— Start of Supplied entries —

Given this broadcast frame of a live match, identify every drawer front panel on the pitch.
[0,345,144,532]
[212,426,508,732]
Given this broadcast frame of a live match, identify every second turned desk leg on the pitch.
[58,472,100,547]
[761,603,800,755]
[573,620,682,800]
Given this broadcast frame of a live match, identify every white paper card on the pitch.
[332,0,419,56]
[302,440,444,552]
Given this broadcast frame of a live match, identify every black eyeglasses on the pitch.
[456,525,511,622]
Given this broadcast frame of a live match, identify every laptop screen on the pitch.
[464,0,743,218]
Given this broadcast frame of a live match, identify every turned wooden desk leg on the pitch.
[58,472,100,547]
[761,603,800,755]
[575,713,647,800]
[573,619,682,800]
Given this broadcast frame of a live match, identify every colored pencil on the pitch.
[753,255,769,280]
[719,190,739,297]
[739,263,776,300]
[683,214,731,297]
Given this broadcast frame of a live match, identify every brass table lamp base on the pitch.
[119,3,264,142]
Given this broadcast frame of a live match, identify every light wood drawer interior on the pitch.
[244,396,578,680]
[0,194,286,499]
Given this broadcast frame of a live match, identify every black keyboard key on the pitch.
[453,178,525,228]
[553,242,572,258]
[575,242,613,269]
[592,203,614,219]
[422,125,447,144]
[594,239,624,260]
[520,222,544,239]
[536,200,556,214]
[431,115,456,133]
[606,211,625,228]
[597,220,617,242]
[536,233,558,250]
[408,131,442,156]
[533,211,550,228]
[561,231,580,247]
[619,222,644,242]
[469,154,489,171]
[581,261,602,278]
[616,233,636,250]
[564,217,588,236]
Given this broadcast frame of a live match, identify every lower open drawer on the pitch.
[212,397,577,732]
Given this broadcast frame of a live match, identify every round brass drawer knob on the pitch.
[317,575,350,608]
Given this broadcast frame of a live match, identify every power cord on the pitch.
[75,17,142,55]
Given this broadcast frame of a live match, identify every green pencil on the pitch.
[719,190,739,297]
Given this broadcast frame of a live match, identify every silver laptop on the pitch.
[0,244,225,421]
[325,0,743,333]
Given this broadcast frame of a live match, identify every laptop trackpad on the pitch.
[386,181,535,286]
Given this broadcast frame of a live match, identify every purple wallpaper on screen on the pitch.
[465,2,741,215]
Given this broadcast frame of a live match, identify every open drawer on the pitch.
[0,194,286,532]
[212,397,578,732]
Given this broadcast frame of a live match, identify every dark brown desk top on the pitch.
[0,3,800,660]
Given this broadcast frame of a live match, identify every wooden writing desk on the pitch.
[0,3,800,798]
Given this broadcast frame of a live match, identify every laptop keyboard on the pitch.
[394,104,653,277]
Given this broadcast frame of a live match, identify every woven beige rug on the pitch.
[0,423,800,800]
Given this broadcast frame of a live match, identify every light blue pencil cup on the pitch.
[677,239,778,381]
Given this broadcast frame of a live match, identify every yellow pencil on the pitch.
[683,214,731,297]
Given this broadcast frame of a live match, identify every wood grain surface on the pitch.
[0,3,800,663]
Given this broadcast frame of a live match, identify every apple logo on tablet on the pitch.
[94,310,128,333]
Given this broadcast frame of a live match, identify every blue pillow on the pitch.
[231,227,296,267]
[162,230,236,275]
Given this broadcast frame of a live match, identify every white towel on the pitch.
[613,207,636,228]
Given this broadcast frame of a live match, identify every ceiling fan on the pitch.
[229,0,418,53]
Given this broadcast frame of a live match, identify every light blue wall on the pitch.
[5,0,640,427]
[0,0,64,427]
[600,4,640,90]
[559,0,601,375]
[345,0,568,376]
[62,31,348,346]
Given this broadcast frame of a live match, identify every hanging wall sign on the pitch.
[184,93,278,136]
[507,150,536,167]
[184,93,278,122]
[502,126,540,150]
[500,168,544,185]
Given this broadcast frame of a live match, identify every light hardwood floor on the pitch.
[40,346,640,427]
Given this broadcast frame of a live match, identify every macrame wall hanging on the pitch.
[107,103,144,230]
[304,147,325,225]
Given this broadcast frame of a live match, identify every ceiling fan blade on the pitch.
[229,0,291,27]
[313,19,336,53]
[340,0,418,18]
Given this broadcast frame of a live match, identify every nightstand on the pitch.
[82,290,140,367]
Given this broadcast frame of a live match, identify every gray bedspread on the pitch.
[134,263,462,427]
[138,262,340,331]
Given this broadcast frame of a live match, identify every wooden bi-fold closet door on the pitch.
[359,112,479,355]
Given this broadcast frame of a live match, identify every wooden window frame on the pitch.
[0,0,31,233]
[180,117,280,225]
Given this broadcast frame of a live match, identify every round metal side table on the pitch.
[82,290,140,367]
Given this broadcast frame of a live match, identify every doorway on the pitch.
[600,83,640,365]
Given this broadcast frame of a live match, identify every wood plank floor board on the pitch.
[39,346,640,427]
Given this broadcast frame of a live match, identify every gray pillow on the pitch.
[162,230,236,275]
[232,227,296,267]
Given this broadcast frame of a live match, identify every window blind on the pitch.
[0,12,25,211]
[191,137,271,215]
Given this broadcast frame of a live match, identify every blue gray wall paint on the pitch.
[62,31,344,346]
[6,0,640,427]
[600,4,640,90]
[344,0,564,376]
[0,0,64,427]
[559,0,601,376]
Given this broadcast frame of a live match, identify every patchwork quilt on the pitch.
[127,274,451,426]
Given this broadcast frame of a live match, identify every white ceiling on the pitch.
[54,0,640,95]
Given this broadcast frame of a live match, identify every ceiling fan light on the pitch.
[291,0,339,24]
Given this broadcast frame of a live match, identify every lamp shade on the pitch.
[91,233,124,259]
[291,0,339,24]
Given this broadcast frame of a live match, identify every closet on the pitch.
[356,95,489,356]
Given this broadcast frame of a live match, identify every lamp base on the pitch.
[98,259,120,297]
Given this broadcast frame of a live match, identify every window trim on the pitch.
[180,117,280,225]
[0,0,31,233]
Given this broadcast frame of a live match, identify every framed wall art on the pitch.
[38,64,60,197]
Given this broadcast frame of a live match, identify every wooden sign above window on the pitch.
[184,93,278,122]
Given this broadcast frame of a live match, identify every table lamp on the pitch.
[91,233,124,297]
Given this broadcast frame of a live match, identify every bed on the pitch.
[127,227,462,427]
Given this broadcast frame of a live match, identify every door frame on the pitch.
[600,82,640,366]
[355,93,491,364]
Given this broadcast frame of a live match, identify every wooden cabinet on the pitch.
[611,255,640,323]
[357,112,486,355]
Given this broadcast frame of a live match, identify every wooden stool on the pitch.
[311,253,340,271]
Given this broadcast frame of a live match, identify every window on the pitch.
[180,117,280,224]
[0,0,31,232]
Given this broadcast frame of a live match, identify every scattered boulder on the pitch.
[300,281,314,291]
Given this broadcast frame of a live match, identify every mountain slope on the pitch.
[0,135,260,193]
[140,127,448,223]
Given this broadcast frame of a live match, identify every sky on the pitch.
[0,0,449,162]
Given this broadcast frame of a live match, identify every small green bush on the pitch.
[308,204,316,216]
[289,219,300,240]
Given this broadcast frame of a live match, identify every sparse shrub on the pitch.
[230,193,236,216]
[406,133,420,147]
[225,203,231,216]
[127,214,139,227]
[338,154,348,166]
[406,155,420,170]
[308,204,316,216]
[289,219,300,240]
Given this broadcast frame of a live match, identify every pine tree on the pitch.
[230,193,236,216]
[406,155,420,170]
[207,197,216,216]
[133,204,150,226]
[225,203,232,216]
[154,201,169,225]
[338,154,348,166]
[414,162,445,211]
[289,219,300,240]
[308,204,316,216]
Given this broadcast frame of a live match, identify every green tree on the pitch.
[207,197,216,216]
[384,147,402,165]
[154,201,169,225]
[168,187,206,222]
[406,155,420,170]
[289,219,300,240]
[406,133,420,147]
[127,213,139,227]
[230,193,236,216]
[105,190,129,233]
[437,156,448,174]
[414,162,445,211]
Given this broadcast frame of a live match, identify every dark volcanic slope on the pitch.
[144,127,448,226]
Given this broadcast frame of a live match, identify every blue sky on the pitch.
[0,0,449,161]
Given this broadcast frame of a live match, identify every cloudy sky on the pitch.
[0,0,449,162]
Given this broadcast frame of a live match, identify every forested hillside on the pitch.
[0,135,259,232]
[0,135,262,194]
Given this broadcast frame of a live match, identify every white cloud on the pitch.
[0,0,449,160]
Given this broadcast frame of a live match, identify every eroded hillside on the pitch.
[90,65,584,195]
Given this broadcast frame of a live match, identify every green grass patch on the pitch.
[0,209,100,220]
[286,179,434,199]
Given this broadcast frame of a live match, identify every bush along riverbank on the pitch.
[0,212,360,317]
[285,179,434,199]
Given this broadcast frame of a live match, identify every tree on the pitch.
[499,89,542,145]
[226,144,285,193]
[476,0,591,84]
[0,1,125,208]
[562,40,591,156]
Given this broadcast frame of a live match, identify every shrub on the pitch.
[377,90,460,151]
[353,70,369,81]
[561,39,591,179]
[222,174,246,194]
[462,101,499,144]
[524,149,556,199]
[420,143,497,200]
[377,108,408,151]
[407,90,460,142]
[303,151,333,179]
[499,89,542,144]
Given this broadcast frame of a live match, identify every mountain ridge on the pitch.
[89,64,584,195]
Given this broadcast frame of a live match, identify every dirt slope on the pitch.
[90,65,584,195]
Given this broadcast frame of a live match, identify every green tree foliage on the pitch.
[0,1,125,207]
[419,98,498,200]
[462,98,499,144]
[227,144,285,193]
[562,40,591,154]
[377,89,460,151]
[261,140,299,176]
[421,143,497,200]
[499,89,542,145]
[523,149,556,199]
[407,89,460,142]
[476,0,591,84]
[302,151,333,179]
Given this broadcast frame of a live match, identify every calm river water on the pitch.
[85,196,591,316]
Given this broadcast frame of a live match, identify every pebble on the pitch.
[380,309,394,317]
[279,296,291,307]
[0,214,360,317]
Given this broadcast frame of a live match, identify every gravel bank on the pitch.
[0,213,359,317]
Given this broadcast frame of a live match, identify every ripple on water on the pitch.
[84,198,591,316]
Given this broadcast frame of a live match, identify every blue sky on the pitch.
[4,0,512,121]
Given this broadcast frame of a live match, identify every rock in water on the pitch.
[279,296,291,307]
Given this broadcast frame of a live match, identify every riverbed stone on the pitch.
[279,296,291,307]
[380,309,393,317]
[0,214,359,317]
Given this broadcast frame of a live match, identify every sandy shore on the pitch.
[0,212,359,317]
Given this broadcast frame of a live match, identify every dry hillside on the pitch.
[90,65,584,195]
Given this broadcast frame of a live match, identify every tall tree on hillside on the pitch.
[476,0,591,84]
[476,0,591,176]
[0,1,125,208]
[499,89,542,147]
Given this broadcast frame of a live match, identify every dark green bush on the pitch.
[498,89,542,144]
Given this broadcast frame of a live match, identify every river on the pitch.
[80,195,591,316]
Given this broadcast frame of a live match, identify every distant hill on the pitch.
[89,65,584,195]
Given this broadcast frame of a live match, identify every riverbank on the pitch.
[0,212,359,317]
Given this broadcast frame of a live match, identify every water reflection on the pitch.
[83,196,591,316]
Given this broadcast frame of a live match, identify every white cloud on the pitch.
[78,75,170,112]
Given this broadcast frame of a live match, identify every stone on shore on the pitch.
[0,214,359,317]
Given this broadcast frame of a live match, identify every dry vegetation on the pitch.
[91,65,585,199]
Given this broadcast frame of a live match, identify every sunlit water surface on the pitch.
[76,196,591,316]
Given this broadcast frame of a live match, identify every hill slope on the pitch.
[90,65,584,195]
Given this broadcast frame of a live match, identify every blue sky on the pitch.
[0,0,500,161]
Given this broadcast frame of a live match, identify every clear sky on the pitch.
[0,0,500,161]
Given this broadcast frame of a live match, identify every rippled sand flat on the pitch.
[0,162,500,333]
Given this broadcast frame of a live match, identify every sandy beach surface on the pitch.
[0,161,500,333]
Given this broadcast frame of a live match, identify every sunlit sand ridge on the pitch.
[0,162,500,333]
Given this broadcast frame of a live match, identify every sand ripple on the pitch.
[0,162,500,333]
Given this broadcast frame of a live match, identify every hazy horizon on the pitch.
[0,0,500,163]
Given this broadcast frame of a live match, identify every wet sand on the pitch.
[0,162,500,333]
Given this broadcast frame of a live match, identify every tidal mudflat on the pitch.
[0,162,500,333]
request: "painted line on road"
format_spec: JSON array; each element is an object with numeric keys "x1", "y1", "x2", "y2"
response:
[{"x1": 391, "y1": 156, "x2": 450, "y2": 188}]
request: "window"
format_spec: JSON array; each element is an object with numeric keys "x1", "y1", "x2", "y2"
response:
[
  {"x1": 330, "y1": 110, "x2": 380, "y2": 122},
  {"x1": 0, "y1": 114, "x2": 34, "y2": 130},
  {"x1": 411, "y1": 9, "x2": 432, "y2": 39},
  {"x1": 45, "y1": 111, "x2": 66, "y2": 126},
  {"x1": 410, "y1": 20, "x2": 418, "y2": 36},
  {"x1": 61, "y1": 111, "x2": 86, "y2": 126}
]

— End of Supplied entries —

**Task to complete**.
Can you copy out, word for word, the lines of the records above starting at the line that contains "desk top on the pitch." and ending at the line that contains "[394,104,653,277]", with both of those lines included?

**Result of the task**.
Given this broadcast frame of a live match, identify every dark brown desk top on the pitch.
[0,3,800,660]
Given this broadcast frame of a live match, identify every wooden writing desk on the pitch.
[0,3,800,798]
Given this broadcast frame of a live match, identify every laptop keyboard on the pitch.
[394,104,653,277]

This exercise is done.